WORK ORDER:
Using the memorial article about Andrew Hernandez, answer the following:
(a) On what date and in what city was Andrew born?
(b) What height had Andrew hoped to reach?
(c) For how many years had the writer worked in child welfare as a social worker at the time the writer and Oscar were dating?

Andrew Uriel Hernandez: 2000 – 2018

The Big Friendly Giant

Andrew Hernandez, who stood 6'5", was the best selfie taker ever, here with his extended family at a UCLA football game in 2017.

Wed May 22, 2019 | 05:34am

A year ago, my son Andrew took his life, drowning himself off Stearns Wharf. To say that he blindsided his family, friends, teachers, and community would be an understatement, but he made a decision to end his inner pain and silent suffering. Many questions go unanswered, especially the “why” of his decision. A deep pain and hurt lingers in our hearts for our child, who truly enjoyed making other people feel acknowledged and cared for. And we have come to know that everyone who was a part of Andrew’s life gave that caring back to him. The stories, pictures, posts, videos, and tributes shared at his remembrance website help us remember his smile, his spirit, and his joy.

Andrew Uriel Hernandez was born on July 18, 2000, in Garden Grove, California. He was born with the last name Solis, but he became a Hernandez in 2006 when he joined our family through adoption, along with his older siblings, Brenda and Marco. My husband, Oscar, and I also had a birth son, Erick. 

Andrew was the tallest of all of us. In fact, he was the tallest Mexican American we have ever known; he was 6’5″ tall. His goal had been to be at least 6’7″; he loved being tall. He had an amazing ability to get along with all ages; he would let little kids hang on him and play with him for hours on end. He was just as caring and patient with his older siblings as with his younger brother, Erick.

Oscar and I had decided when we were dating that we would have a child and also provide a home to a child who needed one. At that time, I had been involved in child welfare for 10 years as a social worker. Oscar and I chose to adopt a sibling group of older children, as they are harder to place. Andrew and his siblings were in foster care for five years. They had serious challenges stemming from the trauma they’d experienced and their difficulty in forming normal attachments.

Point localization data:
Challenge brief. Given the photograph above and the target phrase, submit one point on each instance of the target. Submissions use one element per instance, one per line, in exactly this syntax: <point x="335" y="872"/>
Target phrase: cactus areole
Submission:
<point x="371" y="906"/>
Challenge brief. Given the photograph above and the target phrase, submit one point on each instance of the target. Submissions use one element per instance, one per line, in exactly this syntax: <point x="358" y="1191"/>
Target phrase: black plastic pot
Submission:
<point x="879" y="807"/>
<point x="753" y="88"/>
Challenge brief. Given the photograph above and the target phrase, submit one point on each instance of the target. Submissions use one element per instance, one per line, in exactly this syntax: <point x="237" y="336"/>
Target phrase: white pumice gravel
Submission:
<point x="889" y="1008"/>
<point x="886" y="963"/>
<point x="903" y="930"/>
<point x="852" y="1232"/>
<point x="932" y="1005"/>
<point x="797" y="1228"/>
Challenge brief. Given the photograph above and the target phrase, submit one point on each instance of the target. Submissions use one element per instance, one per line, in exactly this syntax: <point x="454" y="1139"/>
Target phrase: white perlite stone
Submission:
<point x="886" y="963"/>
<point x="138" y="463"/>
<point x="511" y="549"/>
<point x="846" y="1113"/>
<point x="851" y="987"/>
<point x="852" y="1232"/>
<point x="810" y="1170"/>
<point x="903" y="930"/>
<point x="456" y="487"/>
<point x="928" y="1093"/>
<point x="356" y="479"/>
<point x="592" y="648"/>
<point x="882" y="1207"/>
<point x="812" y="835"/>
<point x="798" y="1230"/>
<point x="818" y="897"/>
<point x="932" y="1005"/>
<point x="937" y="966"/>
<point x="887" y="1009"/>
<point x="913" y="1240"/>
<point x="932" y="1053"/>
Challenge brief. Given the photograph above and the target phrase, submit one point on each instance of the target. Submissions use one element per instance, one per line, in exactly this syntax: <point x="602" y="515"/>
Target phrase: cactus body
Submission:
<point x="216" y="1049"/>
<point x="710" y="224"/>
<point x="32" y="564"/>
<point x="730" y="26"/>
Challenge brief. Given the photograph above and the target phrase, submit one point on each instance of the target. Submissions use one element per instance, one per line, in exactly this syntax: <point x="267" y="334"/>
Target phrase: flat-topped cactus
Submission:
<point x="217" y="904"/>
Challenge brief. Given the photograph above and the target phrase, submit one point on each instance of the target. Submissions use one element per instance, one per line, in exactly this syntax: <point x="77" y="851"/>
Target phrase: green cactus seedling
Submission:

SOLVED PROBLEM:
(a) July 18, 2000, in Garden Grove, California
(b) At least 6'7"
(c) 10 years